# Ratio of two RMS values in recorded audio

Hey guys quick(ish) question:

I produce music and am having a discussion on the difference between two RMS values in a specific record (Nero-- The Thrill (Porter Robinson Remix)). In the verse, the RMS is -15dB, while in the chorus, the RMS value is -7dB. I would like to find out the value (in terms of a ratio) between these two.

The question is how many times louder is the chorus than the verse.

I have used the equation:

$$20log\Big(\frac{-7}{-15}\Big)$$

Then changed for syntax purposes changed it to:

$$20log\Big(\frac{7}{15}\Big)$$

So finally:

$$20log\Big(\frac{7}{15}\Big)=-6.62$$

I reckon That means that the dynamic range in the chorus has collapsed by 6.62dB, is that correct?

Maybe I'm over doing this, and I really should just set 7:15 up as a ratio (which means it was just over 3dB, or an increase of 2x in sound intensity).

Anyways, I'm really sorry for the word/number salad, as you can see I'm pretty out of me element here!

It should be noted that I posted this topic on the physics site and they said it would be better here. One of the results I got was:

The dB scale is logarithmic, so when you have two dB levels, their difference is their ratio. Going from -15dB to -7dB is an 8 dB step. It's that simple. --Floris

Is this correct? Do the above equations have any relevance to the problem?

• It IS that simple. Which is what makes the dB scale so useful. You might remember from high school math that multiplication, in the log domain, becomes addition (therefore division becomes subtraction). Apr 17 '15 at 10:04
• So I could have put it in as 20log(8) and gotten 18dB? Apr 17 '15 at 10:27
• No. The ratio is simply 8 dB. If you need that as a fraction or decimal ratio, you`re looking for the antilog operation : antilog(8/20), or 10^(8/20), or 10^(0.4) Apr 17 '15 at 10:45

The difference is their ratio and this can be shown by converting from dB to an equivalent but arbitrary voltage.

• -15dB converts to 177.8mV
• -7dB converts to 446.7 mV

The ratio in these units is 2.512 and reconverting back to dB is 8dB

The math you did here: -

20log(-7/-15)

Is not applicable to the decibel ratio at all and is basically nonesense.

The conclusion here: -

I reckon That means that the dynamic range in the chorus has collapsed by 6.62dB, is that correct?

Is based on a meaningless premise i.e. the formula you used above.

Measuring dynamic range requires looking at the RMS and also looking at the peak value, and, in the case of a modern piece of digitized music, the peak will be somewhere close to 0dB.

BTW I also produce music!

• Those values were in RMS. Would it be better to convert the bytes to integers and then perform the 20log equation as peak values (highest to, lowest (set to 0))? Apr 17 '15 at 8:44
• @EGreen6120 I have no idea what you are driving at? What bytes? Apr 17 '15 at 8:46
• Converting the samples in the 16-bit WAV (-32768 to +32767) and then comparing their peak values... But I'm guessing that too is improper/unrelated. Essentially the ratio is 8dB because dB is ITSELF a ratio. And since we only have RMS and not, say, an area, we can't compare anything else, such as power Apr 17 '15 at 8:57
• The power ratio is directly related ie one signal being 8dB higher implies a power ratio of nearly 9 to 1 but, if you explained what you are trying to achieve I might be able to help you more. Apr 17 '15 at 14:25

Is this correct?

Directive 1:
In the thread on RMS values, what voltage does -7dB convert to?
Directive 2:
Rewrite the paragraph of the thread on RMS values that begins "I produce music and am having a discussion" as a short list of its main facts.
Directive 3:
Write out the stretch of the thread on RMS values from "It should be" through "to the problem?".

Dataset rows on where objects appear:
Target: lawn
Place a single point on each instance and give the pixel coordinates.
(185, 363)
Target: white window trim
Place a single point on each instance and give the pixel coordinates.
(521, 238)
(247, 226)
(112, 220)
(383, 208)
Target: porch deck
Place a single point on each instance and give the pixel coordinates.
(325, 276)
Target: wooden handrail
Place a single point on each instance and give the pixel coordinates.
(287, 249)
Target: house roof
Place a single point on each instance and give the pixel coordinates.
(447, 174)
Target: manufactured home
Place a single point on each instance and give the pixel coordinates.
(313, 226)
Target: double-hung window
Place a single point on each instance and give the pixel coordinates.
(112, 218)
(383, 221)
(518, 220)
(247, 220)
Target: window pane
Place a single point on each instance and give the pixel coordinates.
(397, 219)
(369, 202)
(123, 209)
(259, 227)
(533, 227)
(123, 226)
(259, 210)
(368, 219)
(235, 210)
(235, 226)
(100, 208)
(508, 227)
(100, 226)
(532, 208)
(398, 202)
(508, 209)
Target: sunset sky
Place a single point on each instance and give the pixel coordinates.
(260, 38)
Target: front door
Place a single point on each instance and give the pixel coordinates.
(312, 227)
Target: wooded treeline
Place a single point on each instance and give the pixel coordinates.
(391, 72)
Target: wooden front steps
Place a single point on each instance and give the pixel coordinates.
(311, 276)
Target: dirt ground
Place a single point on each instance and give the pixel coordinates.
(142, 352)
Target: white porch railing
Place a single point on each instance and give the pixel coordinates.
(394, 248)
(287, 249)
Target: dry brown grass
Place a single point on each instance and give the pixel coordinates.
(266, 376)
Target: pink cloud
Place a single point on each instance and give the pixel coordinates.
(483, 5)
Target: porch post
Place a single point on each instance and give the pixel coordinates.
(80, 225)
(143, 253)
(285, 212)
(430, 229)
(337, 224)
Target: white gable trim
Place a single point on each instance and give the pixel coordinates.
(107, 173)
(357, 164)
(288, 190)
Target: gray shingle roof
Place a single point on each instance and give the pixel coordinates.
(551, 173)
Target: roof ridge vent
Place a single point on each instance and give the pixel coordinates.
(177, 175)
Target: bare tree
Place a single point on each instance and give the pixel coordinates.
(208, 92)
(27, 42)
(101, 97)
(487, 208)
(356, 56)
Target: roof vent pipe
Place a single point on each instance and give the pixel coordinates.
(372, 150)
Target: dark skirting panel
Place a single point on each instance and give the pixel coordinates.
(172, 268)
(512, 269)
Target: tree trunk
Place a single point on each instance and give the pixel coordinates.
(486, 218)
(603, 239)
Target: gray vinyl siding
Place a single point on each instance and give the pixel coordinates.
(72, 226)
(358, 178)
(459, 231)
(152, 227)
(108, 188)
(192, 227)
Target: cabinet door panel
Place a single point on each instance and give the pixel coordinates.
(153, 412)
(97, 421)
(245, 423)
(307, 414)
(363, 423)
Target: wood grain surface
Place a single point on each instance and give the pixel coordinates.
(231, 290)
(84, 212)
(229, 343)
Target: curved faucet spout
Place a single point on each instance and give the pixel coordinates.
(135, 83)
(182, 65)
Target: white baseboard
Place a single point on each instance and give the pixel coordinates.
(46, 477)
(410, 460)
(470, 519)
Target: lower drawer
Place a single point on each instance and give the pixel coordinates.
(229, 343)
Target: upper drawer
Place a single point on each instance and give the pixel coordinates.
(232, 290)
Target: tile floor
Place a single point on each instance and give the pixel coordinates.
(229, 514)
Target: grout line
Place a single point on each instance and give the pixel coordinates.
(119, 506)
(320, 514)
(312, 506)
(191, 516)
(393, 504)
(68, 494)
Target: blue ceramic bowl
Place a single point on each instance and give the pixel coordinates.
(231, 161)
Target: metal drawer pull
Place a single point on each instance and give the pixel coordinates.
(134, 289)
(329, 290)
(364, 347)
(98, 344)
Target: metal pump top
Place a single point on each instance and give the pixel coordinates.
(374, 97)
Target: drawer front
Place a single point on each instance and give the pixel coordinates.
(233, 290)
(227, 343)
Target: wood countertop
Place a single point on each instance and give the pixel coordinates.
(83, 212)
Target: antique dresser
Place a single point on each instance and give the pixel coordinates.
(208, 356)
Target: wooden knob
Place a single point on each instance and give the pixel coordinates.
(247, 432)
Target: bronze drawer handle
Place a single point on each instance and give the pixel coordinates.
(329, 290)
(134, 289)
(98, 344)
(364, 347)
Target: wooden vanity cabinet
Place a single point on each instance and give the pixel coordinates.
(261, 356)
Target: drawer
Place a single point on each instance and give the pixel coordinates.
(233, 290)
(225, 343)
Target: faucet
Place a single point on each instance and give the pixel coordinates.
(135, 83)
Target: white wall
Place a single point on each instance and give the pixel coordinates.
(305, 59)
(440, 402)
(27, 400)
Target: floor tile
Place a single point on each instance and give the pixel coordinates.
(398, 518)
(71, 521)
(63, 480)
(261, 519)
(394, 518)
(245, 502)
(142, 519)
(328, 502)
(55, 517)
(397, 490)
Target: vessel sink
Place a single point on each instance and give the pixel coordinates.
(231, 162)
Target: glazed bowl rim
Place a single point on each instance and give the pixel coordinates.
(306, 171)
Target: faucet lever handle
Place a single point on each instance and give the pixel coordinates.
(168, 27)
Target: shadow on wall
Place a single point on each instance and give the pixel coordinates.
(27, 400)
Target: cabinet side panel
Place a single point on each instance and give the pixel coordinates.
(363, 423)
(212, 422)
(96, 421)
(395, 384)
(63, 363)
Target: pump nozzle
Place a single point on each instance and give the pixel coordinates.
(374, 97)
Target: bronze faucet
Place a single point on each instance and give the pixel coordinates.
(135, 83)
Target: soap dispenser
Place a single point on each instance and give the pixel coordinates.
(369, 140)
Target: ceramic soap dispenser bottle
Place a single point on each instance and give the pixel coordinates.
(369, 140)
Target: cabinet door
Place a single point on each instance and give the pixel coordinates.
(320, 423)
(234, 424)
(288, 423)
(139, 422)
---
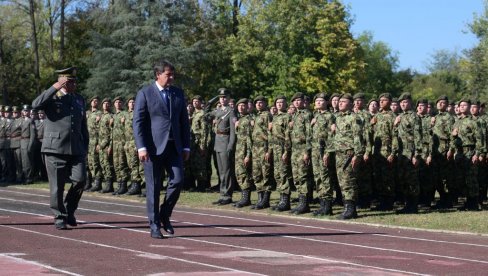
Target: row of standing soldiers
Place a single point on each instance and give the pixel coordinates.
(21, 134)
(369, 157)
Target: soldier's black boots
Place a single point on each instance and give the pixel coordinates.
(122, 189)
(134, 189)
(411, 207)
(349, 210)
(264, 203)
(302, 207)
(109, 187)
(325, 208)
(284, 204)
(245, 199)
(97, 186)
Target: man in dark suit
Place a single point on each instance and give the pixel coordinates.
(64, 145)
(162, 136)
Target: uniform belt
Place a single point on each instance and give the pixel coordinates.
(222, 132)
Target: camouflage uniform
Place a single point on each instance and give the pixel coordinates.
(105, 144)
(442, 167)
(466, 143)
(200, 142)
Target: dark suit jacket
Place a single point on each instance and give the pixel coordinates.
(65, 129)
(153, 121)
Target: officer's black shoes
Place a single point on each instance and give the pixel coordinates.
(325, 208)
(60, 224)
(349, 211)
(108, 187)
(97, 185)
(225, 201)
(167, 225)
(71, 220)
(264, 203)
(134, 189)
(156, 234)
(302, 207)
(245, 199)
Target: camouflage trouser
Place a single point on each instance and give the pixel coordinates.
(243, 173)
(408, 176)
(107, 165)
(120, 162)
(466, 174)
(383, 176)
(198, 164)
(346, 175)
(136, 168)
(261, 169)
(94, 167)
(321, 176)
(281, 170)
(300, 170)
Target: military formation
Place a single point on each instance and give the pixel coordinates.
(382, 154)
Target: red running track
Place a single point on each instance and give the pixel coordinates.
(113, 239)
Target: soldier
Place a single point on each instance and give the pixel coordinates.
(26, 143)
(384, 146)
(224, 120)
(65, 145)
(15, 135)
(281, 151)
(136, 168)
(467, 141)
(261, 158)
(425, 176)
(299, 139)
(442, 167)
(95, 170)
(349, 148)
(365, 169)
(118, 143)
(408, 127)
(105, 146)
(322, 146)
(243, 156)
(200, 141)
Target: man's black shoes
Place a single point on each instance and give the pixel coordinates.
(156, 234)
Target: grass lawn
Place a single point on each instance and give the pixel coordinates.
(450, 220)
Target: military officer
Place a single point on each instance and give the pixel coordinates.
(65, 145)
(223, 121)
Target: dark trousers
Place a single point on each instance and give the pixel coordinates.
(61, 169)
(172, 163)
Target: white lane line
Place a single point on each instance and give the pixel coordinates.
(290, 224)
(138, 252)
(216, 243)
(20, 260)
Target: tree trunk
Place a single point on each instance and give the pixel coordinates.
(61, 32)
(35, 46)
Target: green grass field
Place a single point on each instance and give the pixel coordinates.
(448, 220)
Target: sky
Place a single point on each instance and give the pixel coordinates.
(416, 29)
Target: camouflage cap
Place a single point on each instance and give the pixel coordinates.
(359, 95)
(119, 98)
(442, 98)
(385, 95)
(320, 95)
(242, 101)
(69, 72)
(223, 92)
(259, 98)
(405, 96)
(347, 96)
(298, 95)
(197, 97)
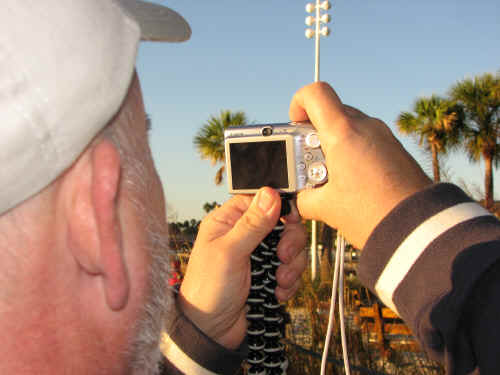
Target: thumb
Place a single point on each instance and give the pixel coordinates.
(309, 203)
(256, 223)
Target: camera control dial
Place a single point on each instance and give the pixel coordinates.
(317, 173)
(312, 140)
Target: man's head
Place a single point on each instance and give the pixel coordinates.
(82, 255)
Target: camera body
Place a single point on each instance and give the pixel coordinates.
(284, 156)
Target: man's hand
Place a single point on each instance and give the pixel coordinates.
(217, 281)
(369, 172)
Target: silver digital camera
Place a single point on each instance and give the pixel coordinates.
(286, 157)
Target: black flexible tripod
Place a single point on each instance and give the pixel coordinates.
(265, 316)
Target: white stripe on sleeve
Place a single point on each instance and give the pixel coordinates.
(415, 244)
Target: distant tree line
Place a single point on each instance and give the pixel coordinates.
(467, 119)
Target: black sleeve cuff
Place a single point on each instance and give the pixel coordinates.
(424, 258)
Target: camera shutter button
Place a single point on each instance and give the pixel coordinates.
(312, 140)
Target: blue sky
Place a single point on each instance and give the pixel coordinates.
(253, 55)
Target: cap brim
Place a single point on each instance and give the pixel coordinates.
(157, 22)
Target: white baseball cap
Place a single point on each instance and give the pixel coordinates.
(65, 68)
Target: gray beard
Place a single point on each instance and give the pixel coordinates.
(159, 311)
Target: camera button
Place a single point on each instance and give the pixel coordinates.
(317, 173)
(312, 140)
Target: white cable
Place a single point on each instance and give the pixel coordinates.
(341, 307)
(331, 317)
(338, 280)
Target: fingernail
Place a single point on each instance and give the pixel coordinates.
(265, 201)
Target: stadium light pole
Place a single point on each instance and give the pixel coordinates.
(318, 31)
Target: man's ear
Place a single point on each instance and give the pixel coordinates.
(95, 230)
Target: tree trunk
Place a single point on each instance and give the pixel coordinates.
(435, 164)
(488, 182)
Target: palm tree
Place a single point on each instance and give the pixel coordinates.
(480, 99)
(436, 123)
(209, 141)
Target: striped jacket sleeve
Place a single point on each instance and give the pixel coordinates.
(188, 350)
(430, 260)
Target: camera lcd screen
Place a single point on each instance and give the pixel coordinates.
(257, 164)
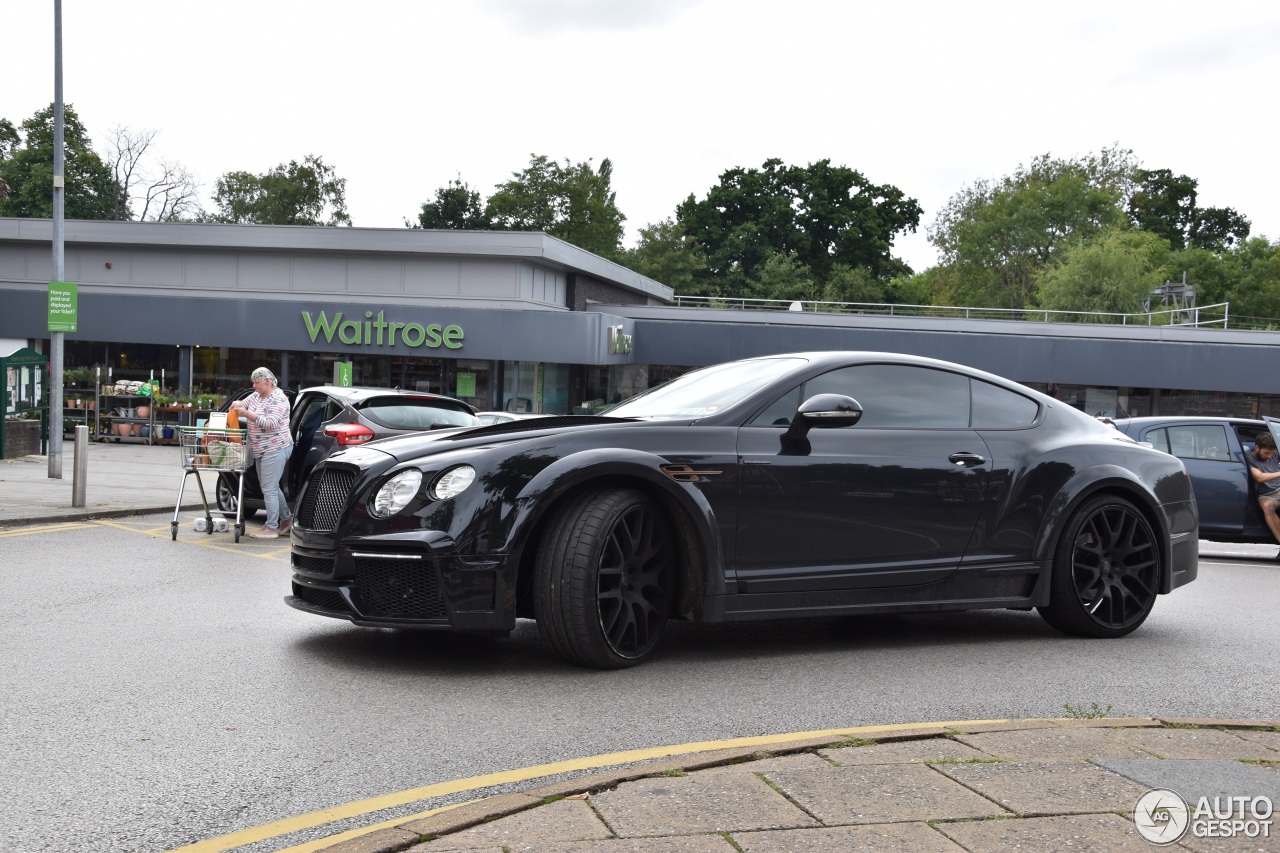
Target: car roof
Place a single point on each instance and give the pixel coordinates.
...
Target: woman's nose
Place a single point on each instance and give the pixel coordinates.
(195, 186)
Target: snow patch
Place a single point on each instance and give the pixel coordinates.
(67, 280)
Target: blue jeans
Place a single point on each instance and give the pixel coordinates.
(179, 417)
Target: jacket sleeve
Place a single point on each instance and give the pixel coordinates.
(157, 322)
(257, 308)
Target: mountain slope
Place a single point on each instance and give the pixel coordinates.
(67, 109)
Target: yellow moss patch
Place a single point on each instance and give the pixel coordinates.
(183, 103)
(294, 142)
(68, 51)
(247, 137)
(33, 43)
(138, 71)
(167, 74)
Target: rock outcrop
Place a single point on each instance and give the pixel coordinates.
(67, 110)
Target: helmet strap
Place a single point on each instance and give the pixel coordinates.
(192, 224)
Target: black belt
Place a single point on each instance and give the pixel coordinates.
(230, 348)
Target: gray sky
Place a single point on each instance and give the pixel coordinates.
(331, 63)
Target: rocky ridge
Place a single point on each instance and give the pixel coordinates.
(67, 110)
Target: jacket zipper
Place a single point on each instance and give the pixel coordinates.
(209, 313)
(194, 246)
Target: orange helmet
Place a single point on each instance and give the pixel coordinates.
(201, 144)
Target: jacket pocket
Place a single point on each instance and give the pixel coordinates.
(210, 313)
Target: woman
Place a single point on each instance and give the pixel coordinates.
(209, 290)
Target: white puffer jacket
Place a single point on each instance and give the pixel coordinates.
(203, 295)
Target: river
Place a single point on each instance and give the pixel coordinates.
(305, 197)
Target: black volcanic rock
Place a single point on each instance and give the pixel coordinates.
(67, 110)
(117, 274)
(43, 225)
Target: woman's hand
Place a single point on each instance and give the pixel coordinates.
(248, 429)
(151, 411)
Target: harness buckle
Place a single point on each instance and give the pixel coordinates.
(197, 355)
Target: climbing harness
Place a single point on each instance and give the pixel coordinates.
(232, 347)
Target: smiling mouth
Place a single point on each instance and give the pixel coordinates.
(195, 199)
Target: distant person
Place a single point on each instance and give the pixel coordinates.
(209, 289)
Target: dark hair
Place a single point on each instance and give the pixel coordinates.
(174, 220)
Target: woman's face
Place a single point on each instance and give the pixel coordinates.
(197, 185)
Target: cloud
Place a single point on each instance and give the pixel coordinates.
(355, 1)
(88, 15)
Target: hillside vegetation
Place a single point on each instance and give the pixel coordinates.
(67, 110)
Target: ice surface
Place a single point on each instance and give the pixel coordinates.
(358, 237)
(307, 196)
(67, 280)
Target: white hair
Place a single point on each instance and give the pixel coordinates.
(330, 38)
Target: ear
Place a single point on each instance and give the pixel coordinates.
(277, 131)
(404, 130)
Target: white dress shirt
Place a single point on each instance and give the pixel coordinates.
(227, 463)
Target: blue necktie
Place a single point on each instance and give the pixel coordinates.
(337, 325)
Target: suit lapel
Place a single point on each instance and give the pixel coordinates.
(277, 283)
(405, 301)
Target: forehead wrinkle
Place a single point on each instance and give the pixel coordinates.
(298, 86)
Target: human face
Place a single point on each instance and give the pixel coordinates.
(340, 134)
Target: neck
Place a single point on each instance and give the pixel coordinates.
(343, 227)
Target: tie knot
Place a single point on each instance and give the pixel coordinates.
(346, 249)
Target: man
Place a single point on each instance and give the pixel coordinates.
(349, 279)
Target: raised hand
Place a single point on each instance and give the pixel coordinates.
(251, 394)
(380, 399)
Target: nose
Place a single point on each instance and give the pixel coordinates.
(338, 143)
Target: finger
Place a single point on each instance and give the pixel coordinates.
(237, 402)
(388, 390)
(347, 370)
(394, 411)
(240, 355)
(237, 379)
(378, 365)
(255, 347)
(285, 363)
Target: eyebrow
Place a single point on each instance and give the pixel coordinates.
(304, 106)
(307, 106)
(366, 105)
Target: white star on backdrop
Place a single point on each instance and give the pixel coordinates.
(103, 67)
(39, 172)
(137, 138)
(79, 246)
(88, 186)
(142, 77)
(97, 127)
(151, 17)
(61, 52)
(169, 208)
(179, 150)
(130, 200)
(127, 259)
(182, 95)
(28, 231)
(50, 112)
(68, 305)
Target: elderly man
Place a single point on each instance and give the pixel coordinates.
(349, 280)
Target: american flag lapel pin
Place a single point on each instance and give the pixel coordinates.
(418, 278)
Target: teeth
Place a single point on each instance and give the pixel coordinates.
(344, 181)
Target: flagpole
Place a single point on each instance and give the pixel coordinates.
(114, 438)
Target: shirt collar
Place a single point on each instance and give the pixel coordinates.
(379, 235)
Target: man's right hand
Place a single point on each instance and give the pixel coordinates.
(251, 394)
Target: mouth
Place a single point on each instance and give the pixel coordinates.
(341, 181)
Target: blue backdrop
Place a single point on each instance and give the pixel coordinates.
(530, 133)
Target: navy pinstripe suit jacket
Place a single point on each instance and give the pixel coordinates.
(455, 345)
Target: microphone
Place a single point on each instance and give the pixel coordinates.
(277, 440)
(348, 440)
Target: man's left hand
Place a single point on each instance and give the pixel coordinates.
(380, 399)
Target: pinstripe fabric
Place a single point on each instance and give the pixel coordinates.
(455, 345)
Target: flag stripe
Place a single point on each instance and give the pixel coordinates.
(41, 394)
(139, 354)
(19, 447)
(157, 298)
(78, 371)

Correct response 1:
446.7 mV

Correct response 2:
- The poster produces music.
- The discussion is about the difference between two RMS values in Nero's The Thrill (Porter Robinson Remix).
- The verse has an RMS of -15dB.
- The chorus has an RMS of -7dB.
- The poster wants that difference as a ratio.

Correct response 3:
It should be noted that I posted this topic on the physics site and they said it would be better here. One of the results I got was:

The dB scale is logarithmic, so when you have two dB levels, their difference is their ratio. Going from -15dB to -7dB is an 8 dB step. It's that simple. --Floris

Is this correct? Do the above equations have any relevance to the problem?